Keynes a facilité la compréhension du fait que la monnaie n’est pas neutre, ni dans le domaine national ni dans le domaine international. Si le système monétaire international ne possède pas une monnaie en adéquation avec les rôles qui sont les siens, il en résulte des incohérences et la destruction des économies. Ces réflexions ont renouvelé la théorie monétaire et dégagé la voie d’un paradigme dont la théorie du circuit est un aboutissement logique.
II - LA CONTESTATION DE L’ORTHODOXIE MONÉTAIRE
L’économie capitaliste concrète est une économie monétaire de production au sein de laquelle toute monnaie représente un titre sur la production courante et un endettement des entreprises auprès des banques. Le travail est le seul facteur de production. Sa rémunération est l’acte par lequel le pouvoir d’achat qui écoulera le produit est formé. Dans le Traité sur la monnaie de 1930 Keynes insiste sur le rôle que jouent la monnaie et le crédit. La contribution de Keynes réside dans la mise en lumière du lien existant entre la création monétaire et la formation du revenu. Il a ouvert la voie à une connaissance correcte du caractère monétaire de l’économie capitaliste et il initia l’analyse circuitiste.
II - 1 : FONDEMENTS KEYNÉSIENS DE L’APPROCHE CIRCUITISTE
Théorie keynésienne et approche circuitiste ne sauraient être identifiées l'une à l'autre. Mais les théories de Keynes ont permis de décrire une économie d’entrepreneurs et d’améliorer la vision circuitiste de celle-ci sur trois points : structurel, fonctionnel, analytique.
1. Une économie d’entrepreneurs (8). Dans l’économie d’entrepreneurs étudiée par Keynes, le cycle du capital est déclenché par la dépense de monnaie des investisseurs. La formation du capital est à saisir sous ses deux aspects : la dépense d’investissement, l’accumulation nette d’actifs financiers. Le produit disponible est l’évaluation, au niveau des entreprises, des marchandises produites par application du travail aux équipements. La société est contrainte de dépenser dans ses achats l’équivalent du revenu distribué. Les ménages répartissent leur revenu en monnaie entre leur consommation et l’accumulation de créances financières ou épargnes. L’accumulation financière est asservie à la dépense de formation nette de capital au pôle Entreprises. Car l’épargne n’est que la contre-partie financière de l’investissement.
L’économie d’entrepreneurs débouche sur une analyse circuitiste à condition de préciser et d’approfondir ce que Keynes n’eut pas les moyens de mener à bien (9).

================

Consigne 1:
D'après l'extrait sur Keynes et la théorie du circuit, sur quels points les théories de Keynes ont-elles amélioré la vision circuitiste de l'économie d'entrepreneurs ? Citez-les tous.
Consigne 2:
Dans l'extrait sur Keynes et la théorie du circuit, pourquoi l'accumulation financière dépend-elle de la dépense de formation nette de capital des entreprises ? Répondez en une à trois phrases.
Consigne 3:
Prolongez l'extrait sur Keynes et la théorie du circuit à partir de sa dernière phrase.
Vous n'aurez pas besoin des lignes placées plus bas.

Données fournies:

================

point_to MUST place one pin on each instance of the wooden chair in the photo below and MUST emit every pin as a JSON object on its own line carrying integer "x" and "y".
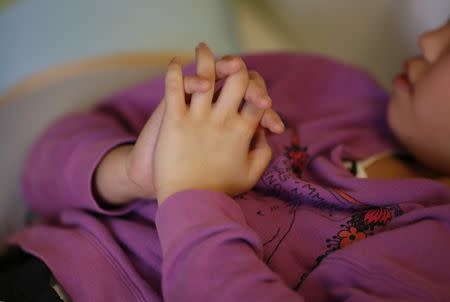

================

Résultat 1:
Structurel, fonctionnel, analytique.

Résultat 2:
L'accumulation financière dépend de cette dépense parce que l'épargne n'est que la contrepartie financière de l'investissement.

Résultat 3:
a) Sous l'angle structurel. La question du statut des banques dans l'analyse du capitalisme a été posée. La réponse est liée à la conception que l'on a de la monnaie. Deux possibilités se présentent :
- La monnaie richesse / liquidité. Selon cette conception, les banques sont reléguées à l'arrière-plan. La première place dans le fonctionnement de l’économie se dispute entre les ménages et les entreprises. Les ménages sont les principaux agents détenteurs de la monnaie richesse, à cause de leur préférence pour la liquidité. Cependant le principe de la demande effective de Keynes confère le premier rôle aux entreprises : ce sont elles qui, par leurs anticipations, déterminent l'injection de revenus monétaires dans le circuit et, par suite, la création de richesses monétaires.
- La monnaie créance / dette. Selon cette conception, il convient de donner aux banques la première place dans le fonctionnement de l’activité économique ; elles sont le point de départ et le point d'arrivée des flux.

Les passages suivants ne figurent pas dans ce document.